[Begin LISTED ENTRIES]
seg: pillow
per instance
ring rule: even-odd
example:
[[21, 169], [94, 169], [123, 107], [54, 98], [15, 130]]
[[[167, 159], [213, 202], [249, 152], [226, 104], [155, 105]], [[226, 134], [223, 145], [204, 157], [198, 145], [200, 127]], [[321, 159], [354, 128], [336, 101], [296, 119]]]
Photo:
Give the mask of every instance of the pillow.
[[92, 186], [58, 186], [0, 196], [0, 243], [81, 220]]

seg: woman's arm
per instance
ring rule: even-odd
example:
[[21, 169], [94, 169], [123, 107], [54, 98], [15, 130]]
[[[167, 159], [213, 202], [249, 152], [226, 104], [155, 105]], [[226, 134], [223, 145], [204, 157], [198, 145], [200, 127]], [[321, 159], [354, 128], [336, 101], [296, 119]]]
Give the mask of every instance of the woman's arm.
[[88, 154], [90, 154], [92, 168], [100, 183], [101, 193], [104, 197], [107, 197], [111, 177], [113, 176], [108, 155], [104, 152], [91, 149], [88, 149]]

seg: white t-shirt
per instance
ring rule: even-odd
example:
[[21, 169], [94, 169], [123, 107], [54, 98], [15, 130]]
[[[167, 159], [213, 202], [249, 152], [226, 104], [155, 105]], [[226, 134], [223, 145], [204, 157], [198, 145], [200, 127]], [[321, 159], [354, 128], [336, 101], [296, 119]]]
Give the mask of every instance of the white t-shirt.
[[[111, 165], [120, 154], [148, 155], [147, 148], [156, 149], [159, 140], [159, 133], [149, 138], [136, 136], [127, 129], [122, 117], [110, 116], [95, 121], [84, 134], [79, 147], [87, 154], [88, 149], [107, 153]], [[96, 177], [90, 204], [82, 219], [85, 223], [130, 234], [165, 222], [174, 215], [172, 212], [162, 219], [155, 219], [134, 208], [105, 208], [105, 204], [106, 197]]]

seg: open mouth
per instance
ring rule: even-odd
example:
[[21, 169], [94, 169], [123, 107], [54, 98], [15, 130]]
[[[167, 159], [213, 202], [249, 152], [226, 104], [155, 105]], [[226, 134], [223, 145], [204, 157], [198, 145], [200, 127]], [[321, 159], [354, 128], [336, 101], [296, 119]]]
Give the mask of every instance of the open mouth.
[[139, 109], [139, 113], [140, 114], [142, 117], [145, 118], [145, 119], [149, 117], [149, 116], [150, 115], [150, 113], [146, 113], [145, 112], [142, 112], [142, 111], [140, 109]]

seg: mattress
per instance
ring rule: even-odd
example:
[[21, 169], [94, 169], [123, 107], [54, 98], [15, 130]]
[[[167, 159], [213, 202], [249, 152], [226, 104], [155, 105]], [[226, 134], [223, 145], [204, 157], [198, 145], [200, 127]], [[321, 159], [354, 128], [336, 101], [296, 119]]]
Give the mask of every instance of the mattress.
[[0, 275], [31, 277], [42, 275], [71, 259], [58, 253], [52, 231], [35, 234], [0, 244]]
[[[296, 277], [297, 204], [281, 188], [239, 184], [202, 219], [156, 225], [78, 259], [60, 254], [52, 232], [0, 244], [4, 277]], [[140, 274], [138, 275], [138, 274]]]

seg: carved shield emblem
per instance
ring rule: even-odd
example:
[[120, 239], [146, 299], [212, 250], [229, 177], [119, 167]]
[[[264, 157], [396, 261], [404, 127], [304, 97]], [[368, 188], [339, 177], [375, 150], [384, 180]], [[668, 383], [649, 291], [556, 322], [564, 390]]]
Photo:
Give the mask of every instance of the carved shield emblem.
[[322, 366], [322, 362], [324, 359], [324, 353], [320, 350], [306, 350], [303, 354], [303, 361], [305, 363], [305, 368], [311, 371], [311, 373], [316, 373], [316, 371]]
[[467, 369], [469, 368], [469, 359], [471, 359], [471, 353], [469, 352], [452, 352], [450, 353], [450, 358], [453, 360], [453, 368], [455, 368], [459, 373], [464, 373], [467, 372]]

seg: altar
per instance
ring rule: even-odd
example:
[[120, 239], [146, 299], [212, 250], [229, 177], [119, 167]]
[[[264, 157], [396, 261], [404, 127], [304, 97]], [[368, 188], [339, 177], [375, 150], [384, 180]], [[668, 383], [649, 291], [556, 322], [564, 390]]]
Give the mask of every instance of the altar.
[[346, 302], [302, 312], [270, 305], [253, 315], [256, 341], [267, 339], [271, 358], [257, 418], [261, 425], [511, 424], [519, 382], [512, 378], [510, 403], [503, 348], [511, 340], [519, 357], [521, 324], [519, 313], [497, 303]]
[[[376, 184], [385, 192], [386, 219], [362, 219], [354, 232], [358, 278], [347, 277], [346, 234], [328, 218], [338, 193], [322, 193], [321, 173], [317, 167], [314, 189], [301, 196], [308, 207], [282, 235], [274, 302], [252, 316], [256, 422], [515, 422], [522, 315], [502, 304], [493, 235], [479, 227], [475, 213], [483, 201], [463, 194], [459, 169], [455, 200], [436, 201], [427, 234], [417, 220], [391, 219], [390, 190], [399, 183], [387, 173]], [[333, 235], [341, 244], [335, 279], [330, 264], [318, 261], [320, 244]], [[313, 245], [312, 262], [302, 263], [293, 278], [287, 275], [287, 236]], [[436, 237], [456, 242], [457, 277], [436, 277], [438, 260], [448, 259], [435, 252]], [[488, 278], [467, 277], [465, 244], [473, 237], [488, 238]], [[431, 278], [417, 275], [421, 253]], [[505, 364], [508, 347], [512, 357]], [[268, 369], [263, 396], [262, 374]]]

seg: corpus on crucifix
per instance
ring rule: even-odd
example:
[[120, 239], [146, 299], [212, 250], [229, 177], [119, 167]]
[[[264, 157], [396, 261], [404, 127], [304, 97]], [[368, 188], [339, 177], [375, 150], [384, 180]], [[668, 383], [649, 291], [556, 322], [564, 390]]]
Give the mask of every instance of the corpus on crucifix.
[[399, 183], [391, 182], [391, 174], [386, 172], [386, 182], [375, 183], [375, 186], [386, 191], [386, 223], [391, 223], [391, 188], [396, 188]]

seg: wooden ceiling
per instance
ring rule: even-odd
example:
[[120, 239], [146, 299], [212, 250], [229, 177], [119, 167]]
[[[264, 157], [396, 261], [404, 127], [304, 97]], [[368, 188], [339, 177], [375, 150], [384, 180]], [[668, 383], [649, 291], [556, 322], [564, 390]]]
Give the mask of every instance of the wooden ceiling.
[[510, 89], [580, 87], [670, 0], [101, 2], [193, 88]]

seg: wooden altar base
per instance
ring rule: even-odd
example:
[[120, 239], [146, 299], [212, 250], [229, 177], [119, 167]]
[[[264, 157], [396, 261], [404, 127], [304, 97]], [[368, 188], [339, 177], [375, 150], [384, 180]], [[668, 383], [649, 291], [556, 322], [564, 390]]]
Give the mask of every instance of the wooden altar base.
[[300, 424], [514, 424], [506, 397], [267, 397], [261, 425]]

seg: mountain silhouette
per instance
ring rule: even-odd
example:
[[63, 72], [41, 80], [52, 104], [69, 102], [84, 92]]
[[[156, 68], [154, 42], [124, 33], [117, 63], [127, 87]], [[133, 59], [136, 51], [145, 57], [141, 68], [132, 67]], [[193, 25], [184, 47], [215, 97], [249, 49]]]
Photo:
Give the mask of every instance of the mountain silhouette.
[End LISTED ENTRIES]
SHORT EXERCISE -
Please render every line above as a Markdown table with the columns "Row" and "Line," numbering the rows in order and leaving out the blank lines.

TASK RESULT -
| Row | Line |
|---|---|
| 1 | seg: pillow |
| 2 | per instance |
| 3 | ring rule: even-odd |
| 4 | example: |
| 5 | [[21, 169], [94, 169], [123, 107], [54, 98], [15, 130]] |
| 6 | [[[167, 159], [213, 202], [249, 152], [226, 104], [155, 105]], [[226, 134], [223, 145], [204, 157], [198, 145], [200, 127]], [[321, 159], [354, 128], [336, 101], [296, 119]]] |
| 7 | Photo: |
| 8 | Give the mask of every instance of the pillow. |
| 9 | [[92, 186], [58, 186], [0, 196], [0, 243], [81, 220]] |
| 10 | seg: woman's arm |
| 11 | per instance |
| 12 | ring rule: even-odd |
| 13 | example: |
| 14 | [[21, 169], [94, 169], [123, 107], [54, 98], [15, 130]] |
| 15 | [[[167, 159], [213, 202], [249, 152], [226, 104], [155, 105]], [[226, 134], [223, 145], [204, 157], [198, 145], [200, 127]], [[321, 159], [354, 128], [336, 101], [296, 119]]] |
| 16 | Give the mask of every instance of the woman's arm. |
| 17 | [[88, 154], [90, 154], [92, 168], [100, 183], [101, 193], [104, 197], [107, 197], [111, 177], [113, 176], [108, 155], [104, 152], [91, 149], [88, 149]] |
| 18 | seg: white t-shirt |
| 19 | per instance |
| 20 | ring rule: even-odd |
| 21 | example: |
| 22 | [[21, 169], [94, 169], [123, 107], [54, 98], [15, 130]] |
| 23 | [[[167, 159], [213, 202], [249, 152], [226, 104], [155, 105]], [[226, 134], [223, 145], [204, 157], [198, 145], [200, 127]], [[321, 159], [354, 128], [336, 101], [296, 119]]] |
| 24 | Give the mask of every instance of the white t-shirt. |
| 25 | [[[111, 165], [120, 154], [148, 155], [147, 148], [156, 149], [159, 140], [159, 133], [149, 138], [136, 136], [127, 129], [122, 117], [110, 116], [95, 121], [84, 134], [79, 147], [87, 154], [88, 149], [107, 153]], [[96, 177], [90, 204], [82, 219], [85, 223], [130, 234], [165, 222], [174, 215], [172, 212], [162, 219], [155, 219], [134, 208], [105, 208], [105, 204], [106, 197]]] |
| 26 | seg: open mouth |
| 27 | per instance |
| 28 | ring rule: even-odd |
| 29 | example: |
| 30 | [[21, 169], [94, 169], [123, 107], [54, 98], [15, 130]] |
| 31 | [[[167, 159], [213, 202], [249, 152], [226, 104], [155, 105]], [[226, 134], [223, 145], [204, 157], [198, 145], [200, 127]], [[321, 159], [354, 128], [336, 101], [296, 119]]] |
| 32 | Give the mask of every instance of the open mouth. |
| 33 | [[139, 109], [139, 113], [140, 114], [142, 117], [145, 118], [145, 119], [149, 117], [149, 116], [150, 115], [150, 113], [146, 113], [145, 112], [142, 112], [142, 111], [140, 109]] |
| 34 | seg: mattress |
| 35 | per instance |
| 36 | ring rule: even-odd |
| 37 | example: |
| 38 | [[21, 169], [94, 169], [123, 107], [54, 98], [15, 130]] |
| 39 | [[[167, 159], [213, 202], [249, 152], [226, 104], [155, 105]], [[226, 134], [223, 145], [204, 157], [198, 145], [200, 127]], [[321, 159], [354, 128], [336, 101], [296, 119]]] |
| 40 | Give the mask of every instance of the mattress. |
| 41 | [[0, 275], [31, 277], [42, 275], [71, 259], [58, 253], [52, 231], [35, 234], [0, 244]] |
| 42 | [[[296, 277], [297, 204], [281, 188], [239, 184], [202, 219], [156, 225], [78, 259], [60, 254], [52, 232], [0, 244], [4, 277]], [[140, 274], [138, 275], [138, 274]]] |
| 43 | seg: carved shield emblem |
| 44 | per instance |
| 45 | ring rule: even-odd |
| 46 | example: |
| 47 | [[120, 239], [146, 299], [212, 250], [229, 177], [119, 167]] |
| 48 | [[[264, 157], [396, 261], [404, 127], [304, 97]], [[368, 188], [339, 177], [375, 150], [384, 180]], [[668, 383], [649, 291], [556, 322], [564, 390]]] |
| 49 | Photo: |
| 50 | Give the mask of every instance of the carved shield emblem. |
| 51 | [[322, 366], [322, 362], [324, 359], [324, 353], [320, 350], [306, 350], [303, 354], [303, 361], [305, 363], [305, 368], [311, 371], [311, 373], [316, 373], [316, 371]] |
| 52 | [[467, 369], [469, 368], [469, 359], [471, 359], [471, 353], [469, 352], [452, 352], [450, 353], [450, 358], [453, 360], [453, 368], [455, 368], [459, 373], [464, 373], [467, 372]] |
| 53 | seg: altar |
| 54 | per instance |
| 55 | ring rule: even-odd |
| 56 | example: |
| 57 | [[120, 239], [146, 299], [212, 250], [229, 177], [119, 167]] |
| 58 | [[[264, 157], [396, 261], [404, 127], [304, 97]], [[368, 188], [339, 177], [375, 150], [384, 180]], [[668, 383], [649, 291], [556, 322], [564, 390]]] |
| 59 | Give the mask of every instance of the altar. |
| 60 | [[346, 302], [302, 312], [270, 305], [253, 315], [256, 341], [267, 339], [271, 358], [257, 418], [261, 425], [511, 424], [519, 382], [512, 378], [510, 403], [503, 348], [511, 340], [519, 357], [521, 324], [519, 313], [497, 303]] |
| 61 | [[[376, 184], [385, 192], [386, 219], [362, 219], [354, 232], [358, 278], [347, 277], [346, 234], [328, 218], [338, 193], [322, 193], [321, 173], [317, 167], [314, 189], [301, 196], [308, 207], [282, 235], [274, 302], [252, 316], [256, 422], [515, 422], [522, 315], [502, 304], [493, 235], [479, 227], [475, 213], [483, 201], [463, 194], [459, 169], [455, 200], [436, 201], [427, 234], [417, 220], [391, 219], [390, 190], [399, 183], [387, 173]], [[333, 235], [341, 244], [335, 279], [330, 264], [318, 261], [320, 244]], [[313, 245], [312, 262], [302, 263], [293, 278], [287, 275], [287, 236]], [[436, 237], [456, 242], [457, 277], [436, 277], [438, 260], [448, 259], [435, 252]], [[488, 278], [467, 277], [465, 244], [473, 237], [488, 238]], [[431, 278], [417, 275], [421, 253]], [[505, 364], [508, 347], [512, 357]], [[268, 369], [263, 396], [262, 374]]] |
| 62 | seg: corpus on crucifix |
| 63 | per instance |
| 64 | ring rule: even-odd |
| 65 | example: |
| 66 | [[120, 239], [146, 299], [212, 250], [229, 177], [119, 167]] |
| 67 | [[[264, 157], [396, 261], [404, 127], [304, 97]], [[368, 188], [339, 177], [375, 150], [384, 180]], [[668, 383], [649, 291], [556, 322], [564, 390]]] |
| 68 | Give the mask of every instance of the corpus on crucifix. |
| 69 | [[399, 183], [391, 182], [391, 174], [386, 172], [386, 182], [375, 183], [375, 186], [386, 191], [386, 223], [391, 223], [391, 188], [396, 188]] |
| 70 | seg: wooden ceiling |
| 71 | per instance |
| 72 | ring rule: even-odd |
| 73 | example: |
| 74 | [[120, 239], [146, 299], [212, 250], [229, 177], [119, 167]] |
| 75 | [[[264, 157], [396, 261], [404, 127], [304, 97]], [[368, 188], [339, 177], [375, 150], [384, 180]], [[668, 383], [649, 291], [556, 322], [564, 390]]] |
| 76 | Give the mask of every instance of the wooden ceiling. |
| 77 | [[510, 89], [580, 87], [670, 0], [101, 2], [193, 88]] |
| 78 | seg: wooden altar base |
| 79 | per instance |
| 80 | ring rule: even-odd |
| 81 | example: |
| 82 | [[120, 239], [146, 299], [212, 250], [229, 177], [119, 167]] |
| 83 | [[[264, 157], [396, 261], [404, 127], [304, 97]], [[368, 188], [339, 177], [375, 150], [384, 180]], [[668, 383], [649, 291], [556, 322], [564, 390]]] |
| 84 | Give the mask of every instance of the wooden altar base. |
| 85 | [[300, 424], [514, 424], [506, 397], [267, 397], [261, 425]] |
| 86 | seg: mountain silhouette |
| 87 | per instance |
| 88 | ring rule: even-odd |
| 89 | example: |
| 90 | [[63, 72], [41, 80], [52, 104], [69, 102], [84, 92]] |
| 91 | [[[156, 68], [154, 42], [124, 33], [117, 63], [127, 87]], [[133, 59], [136, 51], [145, 57], [141, 68], [132, 67]], [[193, 25], [184, 47], [215, 97], [249, 49]]] |
| 92 | Photo: |
| 93 | Give the mask of every instance of the mountain silhouette. |